Wer keine Bugs mag, sollte bei MMOs ein paar Monate nach Release warten - dann ist das gröbste wech. Sollte man langsam gelernt haben


----------



## Elathar (4. Februar 2011)

killerbee sry aber wenn du das nicht siehst bist du naiv.. 


es ist nicht subjektiv da es von tausenden leuten im us forum reported wurde..

z.B mit pistols gibt es möglichkeiten animationen zu umgehen um somit in einer einzigen attack mehrere aufeinmal durchzuführen uvm..

es gibt unzähliges welches den rahmen sprengen würde...

aber ja stimmt..


ich warte nun lieber noch ein paar monate ab was sich tut und welche hotfixes rauskommen.. dann entscheide ich weiter ob ich zahle oder nicht.


----------



## skyline930 (4. Februar 2011)

Elathar schrieb:


> es ist nicht subjektiv da es von tausenden leuten im us forum reported wurde..
> 
> z.B mit pistols gibt es möglichkeiten animationen zu umgehen um somit in einer einzigen attack mehrere aufeinmal durchzuführen uvm..
> 
> es gibt unzähliges welches den rahmen sprengen würde...

Gespeicherte Zeilen:

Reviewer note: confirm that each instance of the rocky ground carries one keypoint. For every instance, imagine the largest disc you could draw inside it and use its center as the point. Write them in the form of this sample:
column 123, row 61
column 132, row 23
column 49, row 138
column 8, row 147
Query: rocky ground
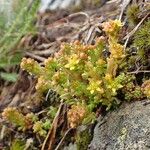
column 124, row 129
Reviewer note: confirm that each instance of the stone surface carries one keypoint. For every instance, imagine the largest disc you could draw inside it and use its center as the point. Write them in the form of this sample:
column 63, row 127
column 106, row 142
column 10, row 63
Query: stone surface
column 127, row 128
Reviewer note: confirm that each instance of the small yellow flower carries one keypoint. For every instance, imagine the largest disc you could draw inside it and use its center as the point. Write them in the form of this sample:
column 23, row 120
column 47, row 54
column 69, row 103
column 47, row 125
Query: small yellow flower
column 72, row 62
column 117, row 51
column 94, row 86
column 100, row 62
column 111, row 26
column 146, row 88
column 108, row 77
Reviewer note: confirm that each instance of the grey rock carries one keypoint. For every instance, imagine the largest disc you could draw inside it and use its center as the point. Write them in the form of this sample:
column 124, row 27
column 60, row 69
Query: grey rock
column 127, row 128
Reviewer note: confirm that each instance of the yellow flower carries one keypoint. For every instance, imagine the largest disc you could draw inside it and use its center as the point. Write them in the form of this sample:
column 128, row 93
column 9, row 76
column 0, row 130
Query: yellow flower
column 108, row 77
column 116, row 51
column 72, row 62
column 100, row 62
column 94, row 86
column 111, row 26
column 146, row 88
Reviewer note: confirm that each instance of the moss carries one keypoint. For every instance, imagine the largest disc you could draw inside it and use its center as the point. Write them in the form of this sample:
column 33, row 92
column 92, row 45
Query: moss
column 142, row 39
column 132, row 14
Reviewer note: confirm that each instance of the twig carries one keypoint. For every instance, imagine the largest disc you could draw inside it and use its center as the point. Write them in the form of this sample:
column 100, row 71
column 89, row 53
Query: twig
column 140, row 71
column 39, row 58
column 58, row 146
column 125, row 3
column 127, row 37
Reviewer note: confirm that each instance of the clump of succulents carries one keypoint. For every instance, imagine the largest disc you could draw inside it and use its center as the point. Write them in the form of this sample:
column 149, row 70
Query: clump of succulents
column 82, row 76
column 21, row 121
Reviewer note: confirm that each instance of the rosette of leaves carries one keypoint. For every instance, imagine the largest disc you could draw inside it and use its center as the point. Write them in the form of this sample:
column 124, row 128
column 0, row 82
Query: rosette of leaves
column 80, row 74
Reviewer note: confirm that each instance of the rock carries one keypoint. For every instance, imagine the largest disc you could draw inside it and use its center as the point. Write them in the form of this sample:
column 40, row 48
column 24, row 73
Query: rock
column 127, row 128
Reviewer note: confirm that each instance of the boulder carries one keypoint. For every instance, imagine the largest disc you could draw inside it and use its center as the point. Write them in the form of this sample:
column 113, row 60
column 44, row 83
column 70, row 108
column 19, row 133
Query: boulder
column 127, row 128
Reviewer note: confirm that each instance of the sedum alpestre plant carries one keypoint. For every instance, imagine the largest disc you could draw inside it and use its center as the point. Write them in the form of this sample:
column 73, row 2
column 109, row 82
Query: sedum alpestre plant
column 82, row 76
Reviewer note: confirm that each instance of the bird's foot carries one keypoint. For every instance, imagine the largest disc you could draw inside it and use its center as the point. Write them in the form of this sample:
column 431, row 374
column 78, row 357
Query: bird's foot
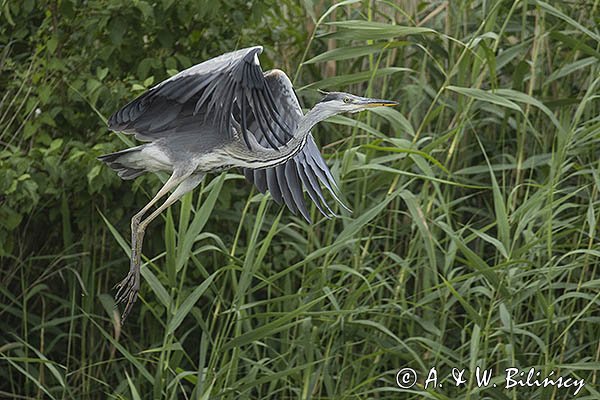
column 127, row 291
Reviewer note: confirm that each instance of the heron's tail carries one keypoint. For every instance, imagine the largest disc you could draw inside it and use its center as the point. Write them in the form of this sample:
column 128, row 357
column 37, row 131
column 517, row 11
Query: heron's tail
column 124, row 162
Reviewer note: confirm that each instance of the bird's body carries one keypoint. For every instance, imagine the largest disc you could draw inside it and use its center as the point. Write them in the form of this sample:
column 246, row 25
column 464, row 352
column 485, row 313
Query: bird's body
column 221, row 114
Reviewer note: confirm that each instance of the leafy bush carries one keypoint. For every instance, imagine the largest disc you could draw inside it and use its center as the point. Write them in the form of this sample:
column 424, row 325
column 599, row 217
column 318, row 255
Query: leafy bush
column 472, row 241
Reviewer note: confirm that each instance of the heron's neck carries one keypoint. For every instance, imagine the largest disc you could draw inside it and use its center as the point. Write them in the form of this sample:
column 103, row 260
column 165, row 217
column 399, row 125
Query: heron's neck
column 261, row 157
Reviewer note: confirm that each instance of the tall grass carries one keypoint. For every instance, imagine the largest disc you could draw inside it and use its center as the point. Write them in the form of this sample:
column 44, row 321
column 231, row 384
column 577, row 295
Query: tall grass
column 472, row 242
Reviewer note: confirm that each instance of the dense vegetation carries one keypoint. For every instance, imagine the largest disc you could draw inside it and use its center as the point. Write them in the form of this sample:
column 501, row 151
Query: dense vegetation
column 473, row 239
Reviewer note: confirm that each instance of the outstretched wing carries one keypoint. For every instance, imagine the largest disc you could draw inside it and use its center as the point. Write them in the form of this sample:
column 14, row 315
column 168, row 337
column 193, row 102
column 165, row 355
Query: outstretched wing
column 306, row 170
column 207, row 93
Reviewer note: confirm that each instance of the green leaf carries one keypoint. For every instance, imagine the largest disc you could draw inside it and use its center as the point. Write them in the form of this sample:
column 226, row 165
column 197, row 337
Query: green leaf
column 486, row 96
column 188, row 303
column 369, row 30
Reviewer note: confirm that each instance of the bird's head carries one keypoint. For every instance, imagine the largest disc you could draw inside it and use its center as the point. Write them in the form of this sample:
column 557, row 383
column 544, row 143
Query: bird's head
column 346, row 102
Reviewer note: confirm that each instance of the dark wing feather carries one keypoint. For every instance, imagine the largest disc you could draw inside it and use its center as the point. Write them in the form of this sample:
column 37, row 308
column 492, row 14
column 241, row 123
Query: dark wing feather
column 305, row 171
column 207, row 94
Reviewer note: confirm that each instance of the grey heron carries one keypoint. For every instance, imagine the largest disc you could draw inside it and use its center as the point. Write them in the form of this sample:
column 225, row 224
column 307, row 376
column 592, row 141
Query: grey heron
column 224, row 113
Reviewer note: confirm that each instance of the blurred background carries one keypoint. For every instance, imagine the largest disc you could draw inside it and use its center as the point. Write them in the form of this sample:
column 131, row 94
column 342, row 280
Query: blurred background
column 473, row 238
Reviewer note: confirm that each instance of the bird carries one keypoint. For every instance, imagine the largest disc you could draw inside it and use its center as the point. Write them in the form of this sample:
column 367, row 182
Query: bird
column 225, row 113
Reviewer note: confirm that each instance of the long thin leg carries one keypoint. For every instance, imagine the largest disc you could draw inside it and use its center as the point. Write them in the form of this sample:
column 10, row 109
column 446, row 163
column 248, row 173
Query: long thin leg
column 129, row 287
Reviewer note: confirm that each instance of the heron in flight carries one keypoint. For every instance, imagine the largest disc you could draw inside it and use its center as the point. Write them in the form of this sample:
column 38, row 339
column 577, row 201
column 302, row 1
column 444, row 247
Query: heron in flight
column 224, row 113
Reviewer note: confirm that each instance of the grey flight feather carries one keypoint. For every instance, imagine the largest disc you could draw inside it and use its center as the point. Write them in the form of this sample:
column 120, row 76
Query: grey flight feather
column 305, row 171
column 206, row 94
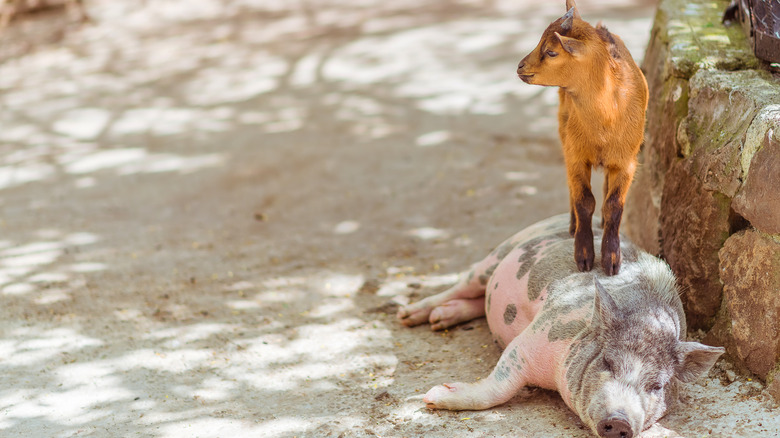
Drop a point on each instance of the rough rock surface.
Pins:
(750, 270)
(694, 225)
(709, 168)
(759, 199)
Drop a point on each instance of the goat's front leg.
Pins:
(618, 180)
(583, 204)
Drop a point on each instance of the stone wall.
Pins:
(707, 194)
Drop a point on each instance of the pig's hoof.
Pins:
(456, 311)
(413, 314)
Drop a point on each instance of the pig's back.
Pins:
(538, 273)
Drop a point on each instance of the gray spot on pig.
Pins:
(510, 313)
(502, 371)
(516, 362)
(503, 250)
(483, 279)
(531, 249)
(568, 330)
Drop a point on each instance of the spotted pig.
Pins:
(613, 346)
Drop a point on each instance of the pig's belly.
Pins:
(507, 306)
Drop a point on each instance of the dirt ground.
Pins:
(210, 210)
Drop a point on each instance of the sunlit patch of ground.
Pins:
(210, 211)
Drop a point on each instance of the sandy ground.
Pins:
(210, 210)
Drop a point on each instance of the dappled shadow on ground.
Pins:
(210, 209)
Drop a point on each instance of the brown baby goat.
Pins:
(603, 98)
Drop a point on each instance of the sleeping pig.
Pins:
(613, 346)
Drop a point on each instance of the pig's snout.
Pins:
(616, 426)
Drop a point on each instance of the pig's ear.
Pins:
(604, 308)
(696, 359)
(571, 45)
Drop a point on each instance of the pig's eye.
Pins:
(656, 387)
(608, 365)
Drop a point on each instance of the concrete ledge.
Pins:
(707, 194)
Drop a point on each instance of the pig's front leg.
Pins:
(504, 382)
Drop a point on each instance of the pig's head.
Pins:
(630, 372)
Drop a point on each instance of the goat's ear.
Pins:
(572, 46)
(568, 21)
(572, 7)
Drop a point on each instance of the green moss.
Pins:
(697, 40)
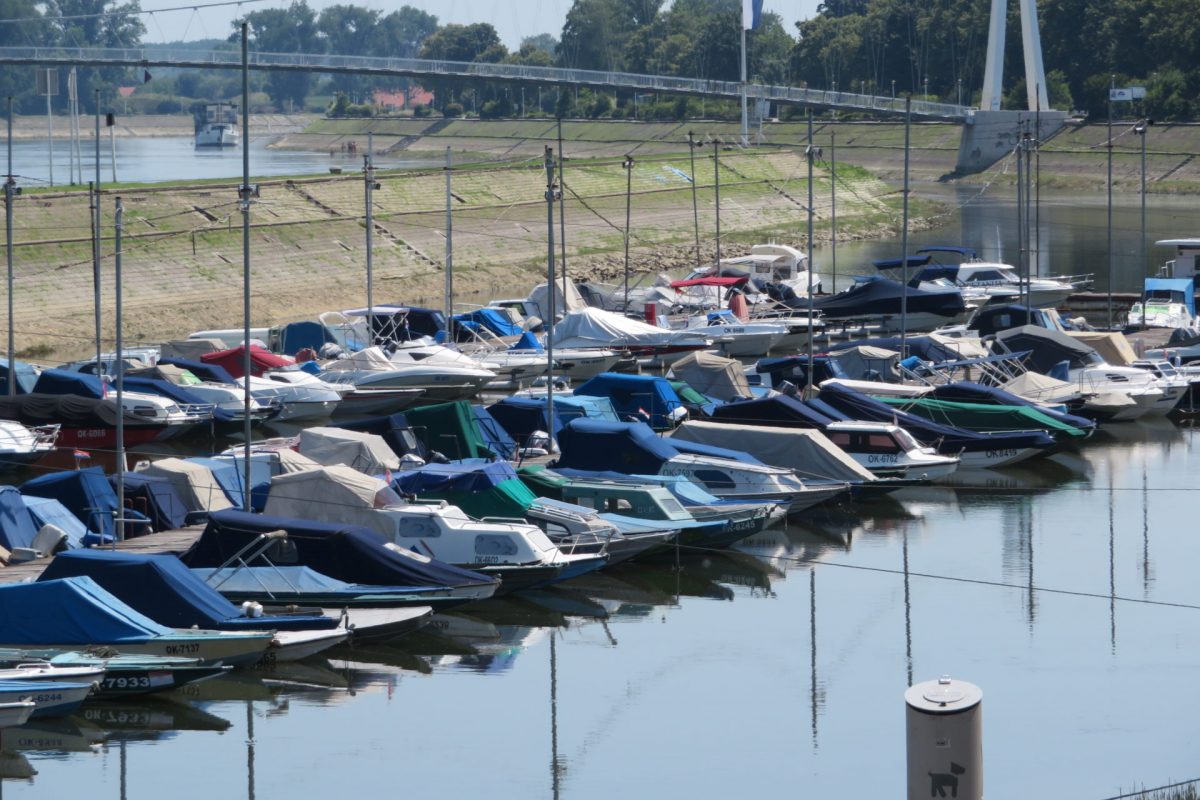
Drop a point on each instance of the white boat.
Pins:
(889, 451)
(216, 126)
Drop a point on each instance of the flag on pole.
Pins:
(751, 13)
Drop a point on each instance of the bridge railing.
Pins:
(366, 65)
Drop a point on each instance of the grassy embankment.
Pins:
(183, 266)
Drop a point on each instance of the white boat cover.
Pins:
(592, 328)
(808, 452)
(868, 362)
(564, 304)
(713, 374)
(190, 349)
(333, 494)
(193, 482)
(371, 358)
(366, 452)
(1041, 389)
(1114, 348)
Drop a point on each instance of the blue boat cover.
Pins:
(778, 410)
(87, 493)
(946, 438)
(63, 382)
(155, 498)
(348, 553)
(24, 377)
(298, 336)
(493, 319)
(17, 525)
(619, 446)
(47, 511)
(214, 372)
(643, 398)
(495, 435)
(882, 296)
(227, 476)
(394, 428)
(73, 611)
(967, 391)
(160, 587)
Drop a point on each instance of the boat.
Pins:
(121, 674)
(16, 714)
(77, 612)
(517, 553)
(341, 552)
(162, 588)
(216, 126)
(633, 447)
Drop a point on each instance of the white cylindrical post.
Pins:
(945, 739)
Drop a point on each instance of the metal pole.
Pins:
(245, 254)
(695, 206)
(904, 234)
(95, 241)
(120, 373)
(629, 186)
(1109, 305)
(448, 300)
(811, 154)
(367, 203)
(833, 209)
(562, 214)
(550, 283)
(717, 184)
(9, 191)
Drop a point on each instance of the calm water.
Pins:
(777, 669)
(157, 158)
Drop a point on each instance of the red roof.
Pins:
(234, 359)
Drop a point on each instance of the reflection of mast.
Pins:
(813, 651)
(556, 767)
(907, 612)
(250, 749)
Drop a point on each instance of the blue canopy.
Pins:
(63, 382)
(160, 587)
(47, 511)
(84, 492)
(946, 438)
(73, 611)
(647, 398)
(621, 446)
(227, 475)
(493, 319)
(214, 372)
(298, 336)
(495, 435)
(17, 525)
(23, 374)
(778, 410)
(349, 553)
(155, 498)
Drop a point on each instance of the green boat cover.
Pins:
(983, 416)
(451, 429)
(541, 481)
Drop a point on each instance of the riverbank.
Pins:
(1073, 158)
(183, 247)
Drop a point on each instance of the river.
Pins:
(1065, 588)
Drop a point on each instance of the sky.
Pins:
(514, 19)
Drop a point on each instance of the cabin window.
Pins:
(495, 545)
(715, 479)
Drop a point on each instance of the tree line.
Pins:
(928, 48)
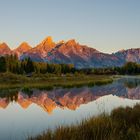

Kurze Aufgabe: Wiederhole aus dem Text über Bugs in MMOs wortgetreu den Abschnitt von „aber ja stimmt..“ bis „skyline930 (4. Februar 2011)“. Stütze dich ausschließlich auf den Text.

Vollständige Antwort:
aber ja stimmt..


ich warte nun lieber noch ein paar monate ab was sich tut und welche hotfixes rauskommen.. dann entscheide ich weiter ob ich zahle oder nicht.


----------



## skyline930 (4. Februar 2011)